# GIVEN TEXT start

To find the first binomial line.

Set out two numbers *AC* and *CB* such that the sum of them *AB* has to *BC* the ratio which a square number has to a square number, but does not have to *CA* the ratio which a square number has to a square number.

Set out any rational straight line *D*, and let *EF* be commensurable in length with *D*. Therefore *EF* is also rational.

Let it be contrived that the number *BA* is to *AC* as the square on *EF* is to the square on *FG*.

But *AB* has to *AC* the ratio which a number has to a number, therefore the square on *EF* also has to the square on *FG* the ratio which a number has to a number, so that the square on *EF* is commensurable with the square on *FG*.

And *EF* is rational, therefore *FG* is also rational. And, since *BA* does not have to *AC* the ratio which a square number has to a square number, neither, therefore, has the square on *EF* to the square on *FG* the ratio which a square number has to a square number. Therefore *EF* is incommensurable in length with *FG*.

Therefore *EF* and *FG* are rational straight lines commensurable in square only. Therefore *EG* is binomial.

I say that it is also a first binomial straight line.

Since the number *BA* is to *AC* as the square on *EF* is to the square on *FG*, while *BA* is greater than *AC*, therefore the square on *EF* is also greater than the square on *FG*.

Let then the sum of the squares on *FG* and *H* equal the square on *EF*.

# GIVEN TEXT end
# RAW DATA start

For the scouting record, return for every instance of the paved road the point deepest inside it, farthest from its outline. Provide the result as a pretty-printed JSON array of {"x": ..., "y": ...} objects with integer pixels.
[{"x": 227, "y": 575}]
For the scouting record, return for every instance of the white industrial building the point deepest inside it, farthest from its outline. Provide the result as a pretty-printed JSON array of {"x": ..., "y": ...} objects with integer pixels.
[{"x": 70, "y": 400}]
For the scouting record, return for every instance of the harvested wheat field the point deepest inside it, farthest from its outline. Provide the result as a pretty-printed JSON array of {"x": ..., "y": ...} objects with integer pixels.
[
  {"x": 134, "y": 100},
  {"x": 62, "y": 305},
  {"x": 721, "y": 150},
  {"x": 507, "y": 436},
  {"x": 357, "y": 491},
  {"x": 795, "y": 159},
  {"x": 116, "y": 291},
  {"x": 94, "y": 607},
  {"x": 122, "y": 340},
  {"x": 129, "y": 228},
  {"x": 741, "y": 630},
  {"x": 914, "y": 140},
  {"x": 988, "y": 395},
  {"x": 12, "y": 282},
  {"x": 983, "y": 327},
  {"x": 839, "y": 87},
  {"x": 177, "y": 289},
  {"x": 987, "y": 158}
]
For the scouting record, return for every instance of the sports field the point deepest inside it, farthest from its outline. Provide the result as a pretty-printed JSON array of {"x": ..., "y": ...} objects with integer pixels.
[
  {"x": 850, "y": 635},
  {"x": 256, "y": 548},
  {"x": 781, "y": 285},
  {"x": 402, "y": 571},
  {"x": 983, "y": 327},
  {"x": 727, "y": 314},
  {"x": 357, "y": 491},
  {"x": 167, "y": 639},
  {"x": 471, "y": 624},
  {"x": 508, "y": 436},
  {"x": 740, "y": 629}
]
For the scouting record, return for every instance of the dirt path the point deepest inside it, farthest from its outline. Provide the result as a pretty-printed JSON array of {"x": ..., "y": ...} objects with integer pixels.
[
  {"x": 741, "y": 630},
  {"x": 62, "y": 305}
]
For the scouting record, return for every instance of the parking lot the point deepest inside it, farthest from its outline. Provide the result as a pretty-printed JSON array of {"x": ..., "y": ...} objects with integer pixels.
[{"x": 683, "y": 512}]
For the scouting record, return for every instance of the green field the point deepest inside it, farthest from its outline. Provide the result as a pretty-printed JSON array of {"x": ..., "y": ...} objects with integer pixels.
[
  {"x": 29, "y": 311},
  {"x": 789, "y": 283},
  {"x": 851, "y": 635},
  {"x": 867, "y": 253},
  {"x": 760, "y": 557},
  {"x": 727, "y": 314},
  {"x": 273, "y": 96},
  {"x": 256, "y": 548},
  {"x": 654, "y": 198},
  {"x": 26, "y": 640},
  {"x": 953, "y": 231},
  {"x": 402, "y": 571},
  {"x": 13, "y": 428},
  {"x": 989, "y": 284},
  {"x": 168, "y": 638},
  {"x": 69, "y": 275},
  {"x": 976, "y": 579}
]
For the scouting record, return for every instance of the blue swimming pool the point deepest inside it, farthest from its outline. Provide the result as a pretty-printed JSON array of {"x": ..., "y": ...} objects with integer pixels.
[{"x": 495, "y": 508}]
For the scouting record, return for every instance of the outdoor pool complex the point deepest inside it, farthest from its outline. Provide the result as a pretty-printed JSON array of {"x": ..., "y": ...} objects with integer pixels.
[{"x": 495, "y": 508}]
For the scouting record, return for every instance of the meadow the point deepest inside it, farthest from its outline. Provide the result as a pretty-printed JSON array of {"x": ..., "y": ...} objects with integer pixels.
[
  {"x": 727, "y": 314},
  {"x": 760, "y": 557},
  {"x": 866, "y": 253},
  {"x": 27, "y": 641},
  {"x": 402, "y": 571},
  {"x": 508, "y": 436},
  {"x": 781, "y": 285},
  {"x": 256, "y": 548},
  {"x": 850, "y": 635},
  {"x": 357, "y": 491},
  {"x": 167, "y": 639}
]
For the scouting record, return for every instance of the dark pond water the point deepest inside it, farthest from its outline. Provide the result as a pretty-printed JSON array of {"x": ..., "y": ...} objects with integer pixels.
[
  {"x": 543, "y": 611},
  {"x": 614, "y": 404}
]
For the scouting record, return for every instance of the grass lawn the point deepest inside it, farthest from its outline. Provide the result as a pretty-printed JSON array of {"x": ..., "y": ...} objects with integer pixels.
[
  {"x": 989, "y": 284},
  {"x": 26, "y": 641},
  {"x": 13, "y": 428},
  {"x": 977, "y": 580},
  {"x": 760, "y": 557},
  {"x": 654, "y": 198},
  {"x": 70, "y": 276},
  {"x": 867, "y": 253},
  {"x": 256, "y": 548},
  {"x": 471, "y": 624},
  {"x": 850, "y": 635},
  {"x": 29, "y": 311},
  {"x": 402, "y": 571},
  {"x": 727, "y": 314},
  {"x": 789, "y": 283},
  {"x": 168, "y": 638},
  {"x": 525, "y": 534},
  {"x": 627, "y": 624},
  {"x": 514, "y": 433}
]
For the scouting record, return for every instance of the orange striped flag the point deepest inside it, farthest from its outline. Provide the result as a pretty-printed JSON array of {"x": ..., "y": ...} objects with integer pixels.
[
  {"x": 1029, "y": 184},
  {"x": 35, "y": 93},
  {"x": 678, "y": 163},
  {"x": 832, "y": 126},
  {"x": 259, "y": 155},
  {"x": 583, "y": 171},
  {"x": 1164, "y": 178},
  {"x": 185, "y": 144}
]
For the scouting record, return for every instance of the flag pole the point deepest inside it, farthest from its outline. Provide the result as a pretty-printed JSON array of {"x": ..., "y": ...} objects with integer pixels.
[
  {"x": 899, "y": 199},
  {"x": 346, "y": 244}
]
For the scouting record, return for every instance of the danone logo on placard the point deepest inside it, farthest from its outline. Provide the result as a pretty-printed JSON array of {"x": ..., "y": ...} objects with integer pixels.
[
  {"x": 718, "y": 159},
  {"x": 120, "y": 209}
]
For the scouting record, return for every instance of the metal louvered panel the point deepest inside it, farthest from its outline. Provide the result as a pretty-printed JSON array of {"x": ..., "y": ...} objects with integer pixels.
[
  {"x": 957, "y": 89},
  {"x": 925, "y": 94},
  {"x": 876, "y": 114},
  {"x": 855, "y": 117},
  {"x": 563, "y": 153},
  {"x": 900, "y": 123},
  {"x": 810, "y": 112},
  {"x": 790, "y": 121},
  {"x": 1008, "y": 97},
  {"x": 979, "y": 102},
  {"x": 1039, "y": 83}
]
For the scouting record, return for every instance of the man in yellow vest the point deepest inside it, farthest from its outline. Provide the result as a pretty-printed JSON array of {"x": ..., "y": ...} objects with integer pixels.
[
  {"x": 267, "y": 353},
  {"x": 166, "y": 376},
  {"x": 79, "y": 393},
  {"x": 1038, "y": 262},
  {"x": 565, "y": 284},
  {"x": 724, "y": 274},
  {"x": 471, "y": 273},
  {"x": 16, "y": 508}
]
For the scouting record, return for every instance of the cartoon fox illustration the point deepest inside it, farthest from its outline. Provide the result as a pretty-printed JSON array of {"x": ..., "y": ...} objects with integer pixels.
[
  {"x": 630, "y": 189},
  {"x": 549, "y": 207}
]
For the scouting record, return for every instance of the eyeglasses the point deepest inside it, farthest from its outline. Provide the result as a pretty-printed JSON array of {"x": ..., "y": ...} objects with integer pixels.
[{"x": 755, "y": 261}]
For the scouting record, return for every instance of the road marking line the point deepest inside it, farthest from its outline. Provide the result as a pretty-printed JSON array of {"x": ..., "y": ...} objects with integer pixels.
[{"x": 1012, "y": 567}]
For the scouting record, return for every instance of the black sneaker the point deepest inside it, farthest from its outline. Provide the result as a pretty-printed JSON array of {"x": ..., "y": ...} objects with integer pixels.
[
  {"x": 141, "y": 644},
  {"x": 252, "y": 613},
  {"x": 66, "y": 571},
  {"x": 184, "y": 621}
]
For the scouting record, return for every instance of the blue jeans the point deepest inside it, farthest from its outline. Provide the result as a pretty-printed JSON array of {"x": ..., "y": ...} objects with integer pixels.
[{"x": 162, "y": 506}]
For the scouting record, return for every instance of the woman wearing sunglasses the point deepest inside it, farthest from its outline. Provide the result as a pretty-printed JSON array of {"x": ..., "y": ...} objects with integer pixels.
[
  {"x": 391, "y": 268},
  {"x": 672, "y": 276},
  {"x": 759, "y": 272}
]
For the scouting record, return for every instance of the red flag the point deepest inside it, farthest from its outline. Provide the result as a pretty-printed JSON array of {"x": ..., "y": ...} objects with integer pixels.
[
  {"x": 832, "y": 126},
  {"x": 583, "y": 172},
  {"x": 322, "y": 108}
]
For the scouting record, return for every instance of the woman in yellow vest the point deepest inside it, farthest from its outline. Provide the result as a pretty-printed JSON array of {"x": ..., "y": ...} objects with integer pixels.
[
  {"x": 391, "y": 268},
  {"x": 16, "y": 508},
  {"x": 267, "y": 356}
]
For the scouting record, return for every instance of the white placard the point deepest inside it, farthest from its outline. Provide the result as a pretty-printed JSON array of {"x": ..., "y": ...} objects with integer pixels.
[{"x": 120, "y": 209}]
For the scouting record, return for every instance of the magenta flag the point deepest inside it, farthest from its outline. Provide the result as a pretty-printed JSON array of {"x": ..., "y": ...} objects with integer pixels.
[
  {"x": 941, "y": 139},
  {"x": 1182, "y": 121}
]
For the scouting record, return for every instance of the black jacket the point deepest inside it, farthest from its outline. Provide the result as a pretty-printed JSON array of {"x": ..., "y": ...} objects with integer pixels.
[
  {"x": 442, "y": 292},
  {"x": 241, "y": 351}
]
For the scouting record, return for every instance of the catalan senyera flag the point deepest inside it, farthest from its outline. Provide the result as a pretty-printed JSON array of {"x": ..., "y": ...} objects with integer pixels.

# RAW DATA end

WORK INSTRUCTIONS:
a – Please list every straight line that the passage on the first binomial line states to be rational.
b – Echo the passage on the first binomial line from "And *EF* is" to "length with *FG*.".

RESPONSES IN ORDER:
a – D, EF, FG

b –
And *EF* is rational, therefore *FG* is also rational. And, since *BA* does not have to *AC* the ratio which a square number has to a square number, neither, therefore, has the square on *EF* to the square on *FG* the ratio which a square number has to a square number. Therefore *EF* is incommensurable in length with *FG*.